• [課題内容] 下記の看護師の夜勤に関する文章を、一字一句違えずに全文抜き出してください。

挨拶

私は以前、看護師をしていました。

結婚を機に退職したのですが、在職中に不思議なことがありました。



その日は夜勤で17時からのシフトでした。

日勤者からの申し送りを受けた後、夕食の配膳や食事介助、食後の与薬やトイレ誘導など慌ただしく業務が始まりますが、夕食前後の時間帯を過ぎて20時に差し掛かると、業務が落ち着いてくるというのがうちの病棟の特徴でした。

その日は特にゆったりとした日で、20時前には患者対応がひと段落つき、書類業務や朝の準備に取り掛かることができました。

20時をまわった頃、ステーションで業務をしていると蛍光灯が短い時間ですが点滅しました。

そろそろ交換時期だから守衛さんに連絡しておこうと、その時思ったのを覚えています。

というのも、うちの病院の場合20時を過ぎると夜勤守衛が見回りを始め、各病棟やナースステーションを訪れるからです。

そのまま夜勤守衛から交替の管理の人に伝われば、明日の午前中には見に来てくれるだろうとあたりをつけました。

ところが、いつも見回りにくる時間帯になっても守衛さんは来ません。

そうこうしているうちにスタッフルームに忘れ物をしたことを思い出し、私は他の夜勤者に声をかけて一旦スタッフルームへ戻りました。

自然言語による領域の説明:
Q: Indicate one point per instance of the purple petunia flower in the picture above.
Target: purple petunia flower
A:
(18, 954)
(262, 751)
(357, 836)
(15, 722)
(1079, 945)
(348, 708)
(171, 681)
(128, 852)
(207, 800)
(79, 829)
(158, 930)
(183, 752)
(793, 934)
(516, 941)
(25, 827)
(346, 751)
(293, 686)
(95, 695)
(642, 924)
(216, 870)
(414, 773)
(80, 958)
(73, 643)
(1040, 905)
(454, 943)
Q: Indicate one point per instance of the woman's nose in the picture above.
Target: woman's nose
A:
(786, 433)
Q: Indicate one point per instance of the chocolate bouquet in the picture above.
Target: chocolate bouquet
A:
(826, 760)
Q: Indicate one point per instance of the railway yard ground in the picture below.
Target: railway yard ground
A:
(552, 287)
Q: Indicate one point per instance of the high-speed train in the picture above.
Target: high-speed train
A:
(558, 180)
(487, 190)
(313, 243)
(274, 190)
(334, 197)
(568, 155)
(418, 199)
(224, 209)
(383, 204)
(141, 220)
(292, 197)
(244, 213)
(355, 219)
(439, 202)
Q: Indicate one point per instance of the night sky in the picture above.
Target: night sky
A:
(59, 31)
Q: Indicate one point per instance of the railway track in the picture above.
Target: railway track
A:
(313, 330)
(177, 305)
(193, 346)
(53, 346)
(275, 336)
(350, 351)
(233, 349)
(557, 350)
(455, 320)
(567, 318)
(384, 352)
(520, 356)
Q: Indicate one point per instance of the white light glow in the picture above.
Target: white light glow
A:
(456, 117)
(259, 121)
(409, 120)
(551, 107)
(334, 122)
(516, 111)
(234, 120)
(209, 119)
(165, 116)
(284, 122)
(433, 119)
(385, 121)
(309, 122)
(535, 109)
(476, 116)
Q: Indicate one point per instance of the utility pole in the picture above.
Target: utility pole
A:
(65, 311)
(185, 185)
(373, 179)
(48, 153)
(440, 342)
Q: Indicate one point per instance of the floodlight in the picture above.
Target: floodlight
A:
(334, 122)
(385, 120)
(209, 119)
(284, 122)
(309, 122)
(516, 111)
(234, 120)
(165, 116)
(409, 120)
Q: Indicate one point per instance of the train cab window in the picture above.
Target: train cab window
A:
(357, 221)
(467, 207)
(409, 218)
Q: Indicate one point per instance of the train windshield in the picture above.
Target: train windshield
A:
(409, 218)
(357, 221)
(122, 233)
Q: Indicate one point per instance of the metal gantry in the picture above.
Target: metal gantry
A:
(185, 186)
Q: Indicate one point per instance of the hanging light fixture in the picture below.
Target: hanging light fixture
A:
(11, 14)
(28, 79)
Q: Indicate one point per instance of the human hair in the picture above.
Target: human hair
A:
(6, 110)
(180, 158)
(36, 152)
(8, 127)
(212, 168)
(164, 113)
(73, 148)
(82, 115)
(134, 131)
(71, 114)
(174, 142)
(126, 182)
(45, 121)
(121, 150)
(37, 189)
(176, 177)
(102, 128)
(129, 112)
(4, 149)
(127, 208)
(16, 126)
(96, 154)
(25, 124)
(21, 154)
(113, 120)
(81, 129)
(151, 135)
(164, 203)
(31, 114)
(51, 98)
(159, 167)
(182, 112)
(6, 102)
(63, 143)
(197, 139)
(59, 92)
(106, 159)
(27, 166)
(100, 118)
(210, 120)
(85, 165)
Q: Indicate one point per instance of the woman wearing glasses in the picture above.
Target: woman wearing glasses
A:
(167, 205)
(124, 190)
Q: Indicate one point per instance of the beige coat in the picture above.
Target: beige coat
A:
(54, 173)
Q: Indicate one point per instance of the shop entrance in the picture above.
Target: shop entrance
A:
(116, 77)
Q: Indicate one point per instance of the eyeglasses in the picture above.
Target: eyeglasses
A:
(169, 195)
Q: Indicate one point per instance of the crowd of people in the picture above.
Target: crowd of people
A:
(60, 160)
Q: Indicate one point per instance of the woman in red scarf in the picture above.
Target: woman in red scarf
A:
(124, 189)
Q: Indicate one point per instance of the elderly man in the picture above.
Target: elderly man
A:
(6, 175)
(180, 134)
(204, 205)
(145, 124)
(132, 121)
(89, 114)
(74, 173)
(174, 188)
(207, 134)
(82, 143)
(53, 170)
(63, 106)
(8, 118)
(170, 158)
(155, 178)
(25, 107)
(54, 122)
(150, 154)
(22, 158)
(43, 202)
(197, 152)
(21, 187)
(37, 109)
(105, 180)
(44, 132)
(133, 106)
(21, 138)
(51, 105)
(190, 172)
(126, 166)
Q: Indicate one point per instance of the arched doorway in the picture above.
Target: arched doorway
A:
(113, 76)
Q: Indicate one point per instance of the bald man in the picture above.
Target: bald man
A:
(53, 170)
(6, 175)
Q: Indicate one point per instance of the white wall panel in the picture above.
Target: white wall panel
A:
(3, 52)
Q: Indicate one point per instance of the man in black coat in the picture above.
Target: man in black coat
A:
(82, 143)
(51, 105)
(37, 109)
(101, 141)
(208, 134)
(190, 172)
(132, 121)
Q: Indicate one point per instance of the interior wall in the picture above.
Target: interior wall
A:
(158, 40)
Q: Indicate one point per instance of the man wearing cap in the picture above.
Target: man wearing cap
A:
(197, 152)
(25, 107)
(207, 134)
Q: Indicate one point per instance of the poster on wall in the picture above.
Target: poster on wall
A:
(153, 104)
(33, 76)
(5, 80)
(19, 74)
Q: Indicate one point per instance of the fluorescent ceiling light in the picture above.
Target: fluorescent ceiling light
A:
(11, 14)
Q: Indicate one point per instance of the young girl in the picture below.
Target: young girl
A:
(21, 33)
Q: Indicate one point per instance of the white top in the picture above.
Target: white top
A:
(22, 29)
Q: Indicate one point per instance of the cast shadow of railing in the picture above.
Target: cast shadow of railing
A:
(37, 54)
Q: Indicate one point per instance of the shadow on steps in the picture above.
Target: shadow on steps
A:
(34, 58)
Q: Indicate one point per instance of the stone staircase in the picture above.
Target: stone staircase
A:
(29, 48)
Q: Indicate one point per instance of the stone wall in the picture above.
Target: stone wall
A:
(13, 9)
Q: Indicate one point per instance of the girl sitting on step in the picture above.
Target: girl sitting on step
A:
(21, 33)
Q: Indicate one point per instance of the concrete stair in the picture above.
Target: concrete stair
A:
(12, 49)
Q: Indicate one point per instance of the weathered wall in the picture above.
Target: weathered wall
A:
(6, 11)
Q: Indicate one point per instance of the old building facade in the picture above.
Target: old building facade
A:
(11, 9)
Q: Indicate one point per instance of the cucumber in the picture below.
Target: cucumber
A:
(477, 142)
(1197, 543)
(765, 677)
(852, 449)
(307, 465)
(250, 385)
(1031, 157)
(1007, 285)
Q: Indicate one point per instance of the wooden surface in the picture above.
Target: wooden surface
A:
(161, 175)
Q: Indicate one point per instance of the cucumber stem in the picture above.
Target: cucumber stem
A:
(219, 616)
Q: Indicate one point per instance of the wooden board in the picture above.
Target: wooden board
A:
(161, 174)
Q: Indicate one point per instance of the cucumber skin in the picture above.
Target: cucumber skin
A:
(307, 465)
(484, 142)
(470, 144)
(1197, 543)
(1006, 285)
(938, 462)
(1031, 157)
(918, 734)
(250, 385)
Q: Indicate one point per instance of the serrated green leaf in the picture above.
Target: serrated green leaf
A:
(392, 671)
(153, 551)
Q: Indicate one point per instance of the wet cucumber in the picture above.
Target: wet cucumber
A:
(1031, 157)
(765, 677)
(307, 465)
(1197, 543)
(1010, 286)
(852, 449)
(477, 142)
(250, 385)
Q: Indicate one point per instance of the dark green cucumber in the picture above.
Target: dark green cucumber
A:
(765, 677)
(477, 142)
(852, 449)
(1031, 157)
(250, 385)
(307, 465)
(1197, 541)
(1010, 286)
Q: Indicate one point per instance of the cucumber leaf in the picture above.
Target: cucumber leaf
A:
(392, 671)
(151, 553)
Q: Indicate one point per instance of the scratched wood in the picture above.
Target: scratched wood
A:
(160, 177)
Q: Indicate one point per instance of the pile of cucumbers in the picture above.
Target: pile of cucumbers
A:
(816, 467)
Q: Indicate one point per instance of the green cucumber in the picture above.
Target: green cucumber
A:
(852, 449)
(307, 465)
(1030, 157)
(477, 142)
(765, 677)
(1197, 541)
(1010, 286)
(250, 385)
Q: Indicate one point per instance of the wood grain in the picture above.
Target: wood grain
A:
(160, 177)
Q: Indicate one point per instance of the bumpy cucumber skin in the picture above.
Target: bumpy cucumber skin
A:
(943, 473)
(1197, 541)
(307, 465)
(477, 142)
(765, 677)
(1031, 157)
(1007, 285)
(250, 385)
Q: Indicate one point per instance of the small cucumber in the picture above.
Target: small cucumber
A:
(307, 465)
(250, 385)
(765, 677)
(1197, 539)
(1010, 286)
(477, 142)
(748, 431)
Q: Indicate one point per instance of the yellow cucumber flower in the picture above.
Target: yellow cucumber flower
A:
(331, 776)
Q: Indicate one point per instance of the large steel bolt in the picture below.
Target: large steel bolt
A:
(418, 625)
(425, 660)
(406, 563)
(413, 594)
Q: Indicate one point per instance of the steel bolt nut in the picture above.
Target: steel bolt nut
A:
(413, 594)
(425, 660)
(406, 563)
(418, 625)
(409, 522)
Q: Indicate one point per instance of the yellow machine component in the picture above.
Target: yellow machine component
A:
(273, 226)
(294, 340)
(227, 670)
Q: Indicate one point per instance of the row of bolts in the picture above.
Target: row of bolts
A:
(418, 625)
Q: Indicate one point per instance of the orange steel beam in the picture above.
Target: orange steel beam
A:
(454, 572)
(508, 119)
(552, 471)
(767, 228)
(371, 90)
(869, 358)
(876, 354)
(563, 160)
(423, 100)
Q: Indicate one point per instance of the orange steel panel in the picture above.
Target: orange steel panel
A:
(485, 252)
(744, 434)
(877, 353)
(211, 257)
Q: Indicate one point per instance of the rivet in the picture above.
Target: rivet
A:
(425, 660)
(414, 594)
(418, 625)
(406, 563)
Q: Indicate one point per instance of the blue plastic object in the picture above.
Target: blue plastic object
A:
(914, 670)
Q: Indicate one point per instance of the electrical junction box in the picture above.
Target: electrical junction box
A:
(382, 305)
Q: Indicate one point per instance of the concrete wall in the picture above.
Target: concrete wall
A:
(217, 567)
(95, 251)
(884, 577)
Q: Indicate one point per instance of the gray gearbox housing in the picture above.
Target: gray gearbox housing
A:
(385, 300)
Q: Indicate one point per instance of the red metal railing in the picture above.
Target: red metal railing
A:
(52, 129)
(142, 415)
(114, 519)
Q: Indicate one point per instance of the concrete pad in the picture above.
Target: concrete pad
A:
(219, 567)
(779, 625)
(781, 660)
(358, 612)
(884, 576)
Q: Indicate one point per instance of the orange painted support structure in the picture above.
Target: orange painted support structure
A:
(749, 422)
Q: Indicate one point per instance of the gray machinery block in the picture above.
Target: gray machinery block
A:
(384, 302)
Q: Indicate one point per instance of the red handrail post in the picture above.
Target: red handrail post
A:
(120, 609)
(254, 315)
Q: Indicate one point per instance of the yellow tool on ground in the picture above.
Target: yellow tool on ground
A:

• [解答]
挨拶

私は以前、看護師をしていました。

結婚を機に退職したのですが、在職中に不思議なことがありました。



その日は夜勤で17時からのシフトでした。

日勤者からの申し送りを受けた後、夕食の配膳や食事介助、食後の与薬やトイレ誘導など慌ただしく業務が始まりますが、夕食前後の時間帯を過ぎて20時に差し掛かると、業務が落ち着いてくるというのがうちの病棟の特徴でした。

その日は特にゆったりとした日で、20時前には患者対応がひと段落つき、書類業務や朝の準備に取り掛かることができました。

20時をまわった頃、ステーションで業務をしていると蛍光灯が短い時間ですが点滅しました。

そろそろ交換時期だから守衛さんに連絡しておこうと、その時思ったのを覚えています。

というのも、うちの病院の場合20時を過ぎると夜勤守衛が見回りを始め、各病棟やナースステーションを訪れるからです。

そのまま夜勤守衛から交替の管理の人に伝われば、明日の午前中には見に来てくれるだろうとあたりをつけました。

ところが、いつも見回りにくる時間帯になっても守衛さんは来ません。

そうこうしているうちにスタッフルームに忘れ物をしたことを思い出し、私は他の夜勤者に声をかけて一旦スタッフルームへ戻りました。